* TEXTO:
• • • • • • •
El milagro se realiza en un contexto de fe, como signo de otra realidad, y es por eso que requiere una comprensión y un discernimiento. Seguiremos, en nuestra breve exposición, algunas de las ideas del cardenal Schönborn, en uno de sus libros sobre Jesús. Aunque los milagros no tienen sentido sino en un contexto creyente y no se dirigen a causar propiamente la fe, no la reemplazan, sino que pueden robustecerla cuando ya existe. Una explicación racionalista, que no viera en estos prodigios de Dios más que humanos géneros literarios, equivale últimamente a retirar la presencia de Dios en el mundo y su intervención en la historia. Un planteamiento fideísta, que esperara la presencia de un milagro para dar el paso y creer, estaría ignorando la verdadera naturaleza del acto de fe.
Los milagros de Jesús se realizan siempre en un contexto de fe, y su fin último no es sino fortalecerla. Están vinculados de alguna manera a lo que el hombre puede esperar de Dios: su auxilio y su misericordia, su perdón y, por qué no, la curación. Suponen siempre la fe, de tal modo que en aquellos ámbitos o grupos en los que no la hay, Cristo no obra milagro alguno. Por eso la fe no puede perder nunca su carácter de adhesión libre y confiada: el milagro no fuerza al hombre a creer. Tanto en el Antiguo como en el Nuevo Testamento, muchos de los que presencian las acciones portentosas de Dios se mantendrán en su increencia y en la dureza de su corazón.
• • • • • • •
* DATOS PROPORCIONADOS:
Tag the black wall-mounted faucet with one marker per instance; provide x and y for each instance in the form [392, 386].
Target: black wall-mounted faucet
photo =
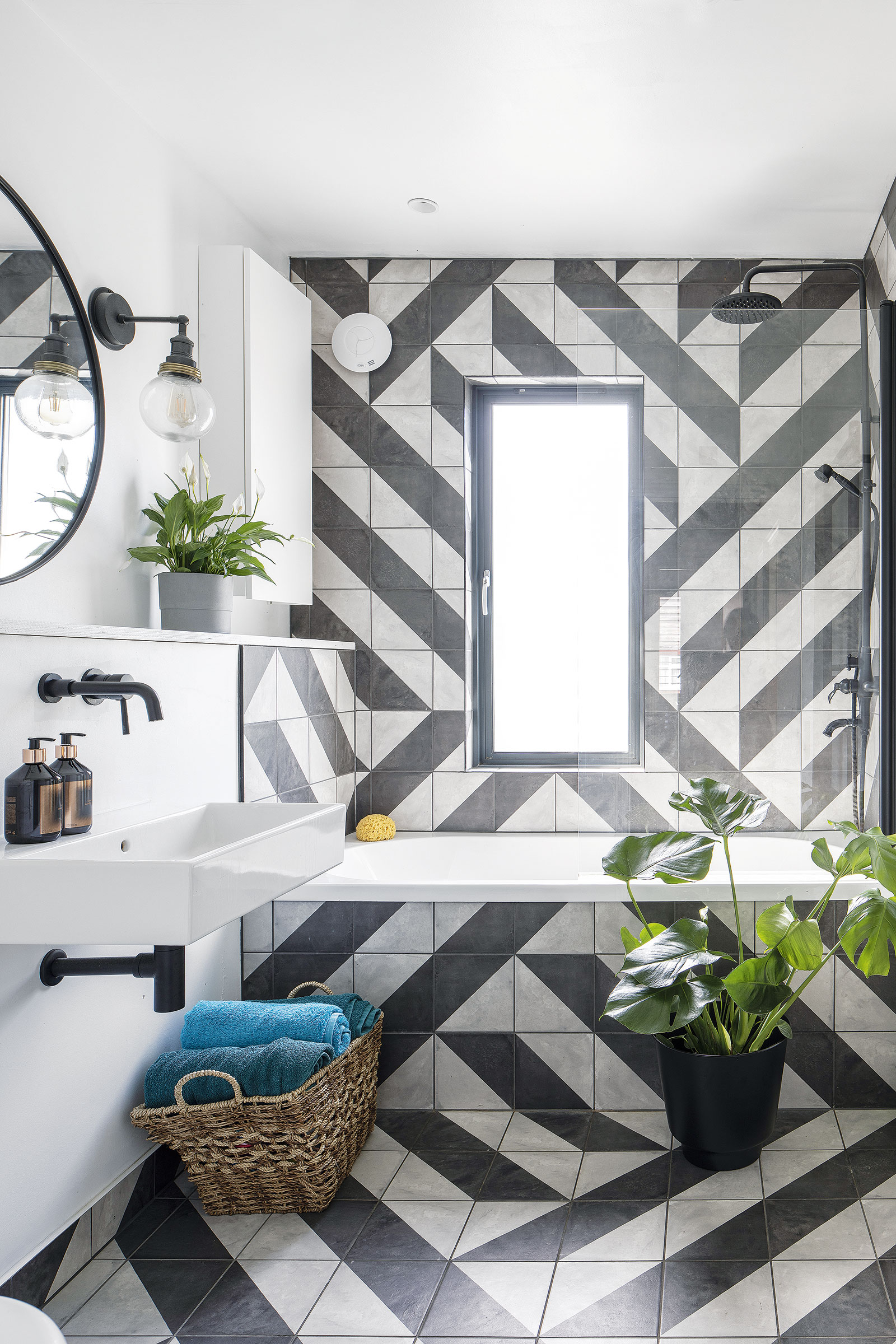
[95, 687]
• • • • • • •
* TAREAS DEL EJERCICIO:
A – Según el texto sobre los milagros de Jesús, ¿qué puede esperar el hombre de Dios? Enuméralo todo.
B – Escribe una continuación del texto sobre los milagros de Jesús a partir de su última oración.

* RESULTADOS POR TAREA:
A –
- Su auxilio
- Su misericordia
- Su perdón
- La curación

B –
Además los milagros se realizan en un contexto vital, en situaciones concretas de la vida cotidiana, en las que no falta la carencia o el dolor, la enfermedad y el sufrimiento, incluso la muerte. Pero no es la intención divina quedarse en las fronteras de lo humano y en la superación de cualquier limitación natural. El milagro apunta más lejos, más alto: si son signo lo son por referencia a otra condición que anuncian, que anticipan, la vida eterna. Lo cual no quita que, amén de su carácter maravilloso, el efecto del milagro sea un hecho visible, proporcionado de alguna manera a nuestros sentidos; por milagroso que sea un hecho, no deja de ser un hecho.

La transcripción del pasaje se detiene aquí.